▶ STATED GOAL: Return the listing word for word, as given.

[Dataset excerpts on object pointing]
- - -

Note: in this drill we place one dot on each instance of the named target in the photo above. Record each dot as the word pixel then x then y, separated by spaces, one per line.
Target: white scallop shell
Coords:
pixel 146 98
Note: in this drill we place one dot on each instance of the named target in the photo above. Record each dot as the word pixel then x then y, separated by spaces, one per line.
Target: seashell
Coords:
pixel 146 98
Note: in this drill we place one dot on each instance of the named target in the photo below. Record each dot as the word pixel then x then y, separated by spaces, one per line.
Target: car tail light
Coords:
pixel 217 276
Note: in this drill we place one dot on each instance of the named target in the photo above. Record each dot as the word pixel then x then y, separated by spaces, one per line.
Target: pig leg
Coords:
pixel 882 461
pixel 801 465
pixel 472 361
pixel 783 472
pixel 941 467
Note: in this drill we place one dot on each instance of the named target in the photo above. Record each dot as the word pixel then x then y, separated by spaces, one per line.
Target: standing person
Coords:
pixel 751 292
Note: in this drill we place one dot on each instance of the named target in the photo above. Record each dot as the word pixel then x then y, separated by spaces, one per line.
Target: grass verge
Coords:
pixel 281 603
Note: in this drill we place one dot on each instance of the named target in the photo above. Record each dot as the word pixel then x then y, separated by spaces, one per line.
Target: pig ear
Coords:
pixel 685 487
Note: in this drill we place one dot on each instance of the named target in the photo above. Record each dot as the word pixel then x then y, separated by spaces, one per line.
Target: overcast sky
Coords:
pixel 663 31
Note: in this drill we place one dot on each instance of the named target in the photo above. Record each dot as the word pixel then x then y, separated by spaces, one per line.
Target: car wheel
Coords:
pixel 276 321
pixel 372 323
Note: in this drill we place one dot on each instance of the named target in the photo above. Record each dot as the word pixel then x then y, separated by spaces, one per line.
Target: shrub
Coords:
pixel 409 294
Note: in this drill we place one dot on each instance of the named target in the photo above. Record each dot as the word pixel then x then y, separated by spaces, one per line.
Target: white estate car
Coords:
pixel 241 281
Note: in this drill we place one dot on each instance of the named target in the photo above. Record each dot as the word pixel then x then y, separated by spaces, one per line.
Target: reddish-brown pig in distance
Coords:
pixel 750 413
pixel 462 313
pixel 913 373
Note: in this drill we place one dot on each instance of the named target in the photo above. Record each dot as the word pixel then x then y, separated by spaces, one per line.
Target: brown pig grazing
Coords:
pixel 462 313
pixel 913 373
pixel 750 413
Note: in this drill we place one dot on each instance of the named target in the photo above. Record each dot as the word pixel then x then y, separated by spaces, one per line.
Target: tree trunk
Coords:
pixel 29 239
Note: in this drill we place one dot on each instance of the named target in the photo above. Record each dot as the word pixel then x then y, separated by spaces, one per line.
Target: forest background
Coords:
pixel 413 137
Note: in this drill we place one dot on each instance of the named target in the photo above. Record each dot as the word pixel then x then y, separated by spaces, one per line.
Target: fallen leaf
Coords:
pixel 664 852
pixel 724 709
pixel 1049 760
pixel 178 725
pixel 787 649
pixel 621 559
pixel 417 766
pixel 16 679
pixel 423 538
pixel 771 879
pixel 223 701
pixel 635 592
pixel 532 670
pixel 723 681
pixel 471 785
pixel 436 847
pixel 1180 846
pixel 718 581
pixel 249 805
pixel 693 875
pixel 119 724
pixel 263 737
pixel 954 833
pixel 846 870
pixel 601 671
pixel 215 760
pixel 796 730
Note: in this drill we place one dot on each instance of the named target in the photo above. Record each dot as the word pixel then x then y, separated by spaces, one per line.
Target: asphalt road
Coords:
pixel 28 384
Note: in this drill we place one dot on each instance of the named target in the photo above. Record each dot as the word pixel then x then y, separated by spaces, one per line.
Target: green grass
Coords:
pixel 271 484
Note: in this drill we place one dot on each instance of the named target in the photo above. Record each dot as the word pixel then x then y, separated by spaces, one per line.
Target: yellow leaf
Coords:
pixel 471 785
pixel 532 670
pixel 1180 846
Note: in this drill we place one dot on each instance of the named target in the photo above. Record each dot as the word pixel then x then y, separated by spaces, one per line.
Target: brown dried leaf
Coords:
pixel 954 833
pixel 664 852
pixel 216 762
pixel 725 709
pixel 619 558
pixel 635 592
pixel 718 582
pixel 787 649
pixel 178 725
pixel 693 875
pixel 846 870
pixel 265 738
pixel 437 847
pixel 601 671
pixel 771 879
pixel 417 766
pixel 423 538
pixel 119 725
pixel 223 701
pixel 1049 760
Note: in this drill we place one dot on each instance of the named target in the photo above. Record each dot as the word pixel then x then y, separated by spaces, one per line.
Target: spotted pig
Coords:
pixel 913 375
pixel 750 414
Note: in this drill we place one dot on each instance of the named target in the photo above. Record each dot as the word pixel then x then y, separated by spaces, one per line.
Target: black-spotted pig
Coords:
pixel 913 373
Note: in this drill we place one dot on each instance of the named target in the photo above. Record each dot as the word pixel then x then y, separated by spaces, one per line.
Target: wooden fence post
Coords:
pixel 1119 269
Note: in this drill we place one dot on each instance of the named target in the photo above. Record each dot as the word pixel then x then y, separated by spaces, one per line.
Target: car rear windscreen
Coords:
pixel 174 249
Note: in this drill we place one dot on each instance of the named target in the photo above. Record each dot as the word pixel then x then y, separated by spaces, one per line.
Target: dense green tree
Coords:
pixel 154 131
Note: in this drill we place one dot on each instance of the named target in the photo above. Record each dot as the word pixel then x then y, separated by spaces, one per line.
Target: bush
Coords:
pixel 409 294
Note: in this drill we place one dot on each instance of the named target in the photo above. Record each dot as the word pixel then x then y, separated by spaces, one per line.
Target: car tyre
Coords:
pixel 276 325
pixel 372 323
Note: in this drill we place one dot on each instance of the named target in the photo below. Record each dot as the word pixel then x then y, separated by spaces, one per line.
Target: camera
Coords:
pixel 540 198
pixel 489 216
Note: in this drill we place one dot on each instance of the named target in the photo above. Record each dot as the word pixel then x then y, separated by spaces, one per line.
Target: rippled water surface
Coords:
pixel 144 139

- - -

▶ TASK SOLUTION:
Note: in this drill we place one dot on each instance of the named target in the photo above. Record each dot as the word pixel then x then y, separated by spaces, one per line.
Target: white scallop shell
Coords:
pixel 146 98
Note: in this drill we place one dot on each instance of the named target in the photo above. Record each dot as the word pixel then x then y, separated by spaces, one per line.
Target: seashell
Coords:
pixel 146 98
Note: in this drill we place one dot on each instance of the named target in the photo below. Record each dot as the word pixel then x then y, separated by spaces, one per line.
Target: car tail light
Coords:
pixel 217 276
Note: in this drill we place one dot on each instance of the named target in the photo above. Record each dot as the word pixel then x then y, separated by spaces, one per line.
Target: pig leg
Coords:
pixel 882 461
pixel 801 465
pixel 472 361
pixel 783 472
pixel 941 467
Note: in this drill we place one dot on each instance of the named target in the photo above. Record each dot as the word pixel then x then y, separated by spaces, one per line.
Target: standing person
Coords:
pixel 751 292
Note: in this drill we place one dot on each instance of the named target in the photo above. Record each dot as the word pixel then x then y, separated by spaces, one per line.
Target: grass verge
Coords:
pixel 281 603
Note: in this drill we place one dot on each instance of the named target in the photo above. Record each dot as the word pixel then x then y, separated by spaces, one per line.
Target: pig ear
Coords:
pixel 685 487
Note: in this drill we place one dot on each instance of the named target in the photo above. Record each dot as the word pixel then x then y, separated by spaces, one per line.
Target: overcast sky
Coords:
pixel 663 31
Note: in this drill we place one dot on each instance of the named target in the photo above. Record each dot as the word pixel then x then y, separated by spaces, one per line.
Target: car wheel
Coords:
pixel 276 321
pixel 372 323
Note: in this drill we place one dot on each instance of the named target in the photo above. Record each dot as the word pixel then x then y, separated by spaces, one per line.
Target: shrub
Coords:
pixel 409 294
Note: in this drill we place one dot on each instance of the named target in the photo above. Record each dot as the word pixel then x then y, separated by spaces, one per line.
Target: white estate car
Coords:
pixel 241 281
Note: in this drill we place one dot on each instance of the named target in the photo above. Record each dot as the word pixel then x then y, separated by spaces, one per line.
Target: reddish-brown pig in distance
Coords:
pixel 750 413
pixel 462 313
pixel 913 373
Note: in this drill we place one dot on each instance of the named target in the photo above. Record each dot as the word pixel then x then y, separated by spaces, one per line.
Target: brown pig grazing
Coords:
pixel 462 313
pixel 913 373
pixel 750 413
Note: in this drill we place one dot on each instance of the named target in the photo above. Record each dot as the word pixel then x then y, separated by spaces, one per line.
Target: tree trunk
Coords:
pixel 29 239
Note: in this drill we place one dot on each instance of the named target in the photo above. Record each dot as the word pixel then x then y, separated by spaces, one per line.
Target: forest background
Coords:
pixel 413 137
Note: in this drill we place one dot on each instance of the named target in the photo above. Record each dot as the word pixel then x then y, separated by spaces, one per line.
Target: fallen leaf
Coords:
pixel 664 852
pixel 724 709
pixel 1049 760
pixel 178 725
pixel 787 649
pixel 621 559
pixel 417 766
pixel 16 679
pixel 423 538
pixel 771 879
pixel 223 701
pixel 635 592
pixel 532 670
pixel 723 681
pixel 471 785
pixel 436 847
pixel 1180 846
pixel 718 581
pixel 249 805
pixel 693 875
pixel 119 724
pixel 263 737
pixel 954 833
pixel 846 870
pixel 601 671
pixel 215 760
pixel 796 730
Note: in this drill we place one dot on each instance of the named target in the photo above. Record each dot as the word pixel then x then y, separated by spaces, one per line.
Target: asphalt road
Coords:
pixel 28 384
Note: in this drill we place one dot on each instance of the named target in the photo above. Record each dot as the word pixel then x then y, separated by spaces, one per line.
Target: green grass
Coords:
pixel 271 484
Note: in this drill we place one dot on each instance of the named target in the photo above. Record each dot as the word pixel then x then y, separated by spaces, one per line.
Target: yellow leaf
Coords:
pixel 471 785
pixel 532 670
pixel 1180 846
Note: in this drill we place one dot on each instance of the named target in the photo above. Record each dot as the word pixel then x then y, separated by spaces, one per line.
Target: brown dried leaf
Coords:
pixel 954 833
pixel 664 852
pixel 216 762
pixel 725 709
pixel 619 558
pixel 635 592
pixel 718 582
pixel 787 649
pixel 178 725
pixel 693 875
pixel 846 870
pixel 265 738
pixel 437 847
pixel 601 671
pixel 771 879
pixel 417 766
pixel 423 538
pixel 119 725
pixel 223 701
pixel 1049 760
Note: in this drill we place one dot on each instance of the named target in the photo above. Record each dot as the word pixel then x then y, separated by spaces, one per line.
Target: spotted pig
Coords:
pixel 913 375
pixel 750 414
Note: in this drill we place one dot on each instance of the named target in the photo above. Record each dot as the word pixel then x then y, separated by spaces, one per line.
Target: black-spotted pig
Coords:
pixel 913 373
Note: in this drill we place one dot on each instance of the named target in the photo above. Record each dot as the word pixel then x then y, separated by spaces, one per line.
Target: wooden fence post
Coords:
pixel 1119 269
Note: in this drill we place one dot on each instance of the named target in the photo above. Record each dot as the word pixel then x then y, separated by spaces, one per line.
Target: car rear windscreen
Coords:
pixel 174 249
Note: in this drill we place one dot on each instance of the named target in the photo above. Record each dot as the word pixel then x then y, separated by spaces, one per line.
Target: dense green tree
Coords:
pixel 154 131
Note: in this drill we place one dot on each instance of the named target in the photo above. Record each dot as the word pixel then x then y, separated by spaces, one per line.
Target: bush
Coords:
pixel 409 294
Note: in this drill we place one dot on each instance of the named target in the photo above. Record each dot as the word pixel then x then y, separated by spaces, one per line.
Target: car tyre
Coords:
pixel 276 325
pixel 372 323
Note: in this drill we place one dot on each instance of the named target in the photo below. Record each dot as the word pixel then x then y, separated by spaces, one per line.
Target: camera
Coords:
pixel 540 198
pixel 489 216
Note: in this drill we place one dot on each instance of the named target in the photo above. Record each dot as the word pixel then x then y, separated by spaces, one per line.
Target: rippled water surface
Coords:
pixel 144 139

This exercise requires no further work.